**EXERCISE OBJECTIVE**.
Render every row below as a JSON list of strings, one string per line, leaving out any blank lines.

** start **

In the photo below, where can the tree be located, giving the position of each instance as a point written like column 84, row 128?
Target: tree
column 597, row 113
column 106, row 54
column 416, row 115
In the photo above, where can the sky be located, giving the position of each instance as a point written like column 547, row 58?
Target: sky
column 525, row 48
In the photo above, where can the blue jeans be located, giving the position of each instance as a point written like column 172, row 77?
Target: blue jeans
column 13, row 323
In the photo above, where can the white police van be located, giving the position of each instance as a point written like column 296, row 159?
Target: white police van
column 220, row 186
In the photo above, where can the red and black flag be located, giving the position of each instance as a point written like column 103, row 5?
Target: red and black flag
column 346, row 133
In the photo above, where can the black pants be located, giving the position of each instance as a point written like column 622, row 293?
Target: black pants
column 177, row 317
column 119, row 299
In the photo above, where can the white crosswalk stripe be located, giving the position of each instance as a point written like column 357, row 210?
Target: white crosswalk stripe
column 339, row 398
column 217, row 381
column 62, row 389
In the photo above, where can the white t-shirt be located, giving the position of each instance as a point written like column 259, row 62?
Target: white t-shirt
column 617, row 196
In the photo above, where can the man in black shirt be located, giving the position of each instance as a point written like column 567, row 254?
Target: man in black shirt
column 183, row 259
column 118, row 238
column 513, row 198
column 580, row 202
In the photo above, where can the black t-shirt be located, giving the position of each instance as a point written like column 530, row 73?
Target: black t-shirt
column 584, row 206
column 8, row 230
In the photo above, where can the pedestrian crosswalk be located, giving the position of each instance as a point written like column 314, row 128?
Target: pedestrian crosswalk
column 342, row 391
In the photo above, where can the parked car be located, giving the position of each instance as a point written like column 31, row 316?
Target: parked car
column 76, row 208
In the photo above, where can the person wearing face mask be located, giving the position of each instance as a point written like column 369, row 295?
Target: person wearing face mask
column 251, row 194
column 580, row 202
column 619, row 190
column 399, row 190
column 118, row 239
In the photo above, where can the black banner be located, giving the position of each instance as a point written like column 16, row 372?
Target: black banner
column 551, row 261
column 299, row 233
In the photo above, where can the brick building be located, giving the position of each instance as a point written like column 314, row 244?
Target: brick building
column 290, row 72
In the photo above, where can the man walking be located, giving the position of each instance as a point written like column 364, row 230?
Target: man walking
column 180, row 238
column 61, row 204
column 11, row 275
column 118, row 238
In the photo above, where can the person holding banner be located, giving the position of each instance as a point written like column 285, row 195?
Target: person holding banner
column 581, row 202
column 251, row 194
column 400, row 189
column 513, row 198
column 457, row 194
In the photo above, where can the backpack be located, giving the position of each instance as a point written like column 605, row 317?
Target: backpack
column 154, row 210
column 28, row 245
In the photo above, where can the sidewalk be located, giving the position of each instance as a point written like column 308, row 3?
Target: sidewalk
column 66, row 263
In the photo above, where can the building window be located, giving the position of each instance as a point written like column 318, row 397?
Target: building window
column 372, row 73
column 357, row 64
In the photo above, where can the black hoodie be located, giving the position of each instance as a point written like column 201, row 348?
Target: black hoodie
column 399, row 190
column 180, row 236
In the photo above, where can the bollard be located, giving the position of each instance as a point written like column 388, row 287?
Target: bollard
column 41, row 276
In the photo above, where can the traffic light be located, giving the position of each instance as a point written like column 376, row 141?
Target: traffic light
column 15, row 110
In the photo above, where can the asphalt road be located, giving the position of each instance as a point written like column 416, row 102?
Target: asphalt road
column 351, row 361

** end **

**ANSWER TO THE EXERCISE**.
[
  "In the photo below, where can the tree be located, giving the position of each instance as a point written like column 84, row 128?",
  "Target: tree",
  "column 597, row 113",
  "column 106, row 54",
  "column 416, row 115",
  "In the photo above, where can the sky be located, giving the position of each instance as a point written like column 547, row 58?",
  "Target: sky",
  "column 525, row 48",
  "In the photo above, where can the blue jeans be located, giving the position of each instance as a point written like column 172, row 77?",
  "Target: blue jeans",
  "column 13, row 323",
  "In the photo above, where can the white police van be located, giving the position of each instance as a point written like column 296, row 159?",
  "Target: white police van",
  "column 220, row 186",
  "In the photo above, where can the red and black flag be located, giving the position of each instance as a point written like column 103, row 5?",
  "Target: red and black flag",
  "column 346, row 133",
  "In the photo above, where can the black pants be located, giving the position of each instance as a point written like column 622, row 293?",
  "Target: black pants",
  "column 177, row 317",
  "column 119, row 299",
  "In the photo above, where can the white crosswalk stripe be located, giving the position of each instance as a point written like column 357, row 210?",
  "Target: white crosswalk stripe",
  "column 339, row 398",
  "column 217, row 381",
  "column 62, row 389",
  "In the photo above, where can the white t-shirt be located, giving the position of each instance as a point written like column 259, row 62?",
  "Target: white t-shirt",
  "column 617, row 196",
  "In the photo above, where can the man in black shirt be located, giving the position of each instance as a point written like column 567, row 254?",
  "Target: man in black shirt",
  "column 183, row 259",
  "column 118, row 238",
  "column 513, row 198",
  "column 580, row 202",
  "In the photo above, where can the black t-shirt be located, giving the position of each instance as a point written like column 530, row 73?",
  "Target: black t-shirt",
  "column 584, row 206",
  "column 8, row 230",
  "In the photo above, where can the pedestrian crosswalk be located, giving the position of each instance as a point written like column 314, row 128?",
  "Target: pedestrian crosswalk",
  "column 342, row 391",
  "In the photo above, where can the parked car be located, giving the position of each instance as a point written like column 31, row 316?",
  "Target: parked car",
  "column 76, row 208",
  "In the photo above, where can the person wearing face mask be located, giving the position of each instance as a point written like column 369, row 295?",
  "Target: person wearing face mask",
  "column 251, row 194",
  "column 580, row 202",
  "column 619, row 190",
  "column 399, row 190",
  "column 118, row 239",
  "In the photo above, where can the black banner be located, giving the position of each instance as a point written like column 16, row 372?",
  "Target: black banner",
  "column 551, row 261",
  "column 299, row 233",
  "In the photo above, where can the brick building be located, giving the position of each instance as a point written like column 314, row 244?",
  "Target: brick building",
  "column 290, row 72",
  "In the photo above, where can the man walking be located, giving the position of each instance as a point written like column 364, row 230?",
  "Target: man walking",
  "column 180, row 238",
  "column 61, row 204",
  "column 11, row 275",
  "column 118, row 238",
  "In the photo above, where can the person holding banner be located, giving the position of each instance as a point written like column 285, row 195?",
  "Target: person holding banner",
  "column 581, row 202",
  "column 251, row 194",
  "column 400, row 189",
  "column 513, row 198",
  "column 457, row 194",
  "In the photo above, where can the backpack be located, giving the position of each instance as a point written like column 605, row 317?",
  "Target: backpack",
  "column 154, row 210",
  "column 28, row 245",
  "In the photo above, where can the sidewalk be located, giving the position of each instance as a point written like column 308, row 3?",
  "Target: sidewalk",
  "column 66, row 263",
  "In the photo above, where can the building window be located, giving the position of each instance as a point written like column 318, row 397?",
  "Target: building window",
  "column 372, row 73",
  "column 357, row 64",
  "In the photo above, where can the black hoodie be located, giving the position of each instance as a point written like column 201, row 348?",
  "Target: black hoodie",
  "column 399, row 190",
  "column 180, row 236",
  "In the photo above, where can the bollard be located, giving the position of each instance as a point written like column 388, row 287?",
  "Target: bollard",
  "column 41, row 276",
  "In the photo above, where can the traffic light be located, giving the position of each instance as a point written like column 376, row 141?",
  "Target: traffic light",
  "column 15, row 110",
  "In the photo above, where can the asphalt road be located, giving the position of each instance as a point written like column 416, row 102?",
  "Target: asphalt road",
  "column 351, row 361"
]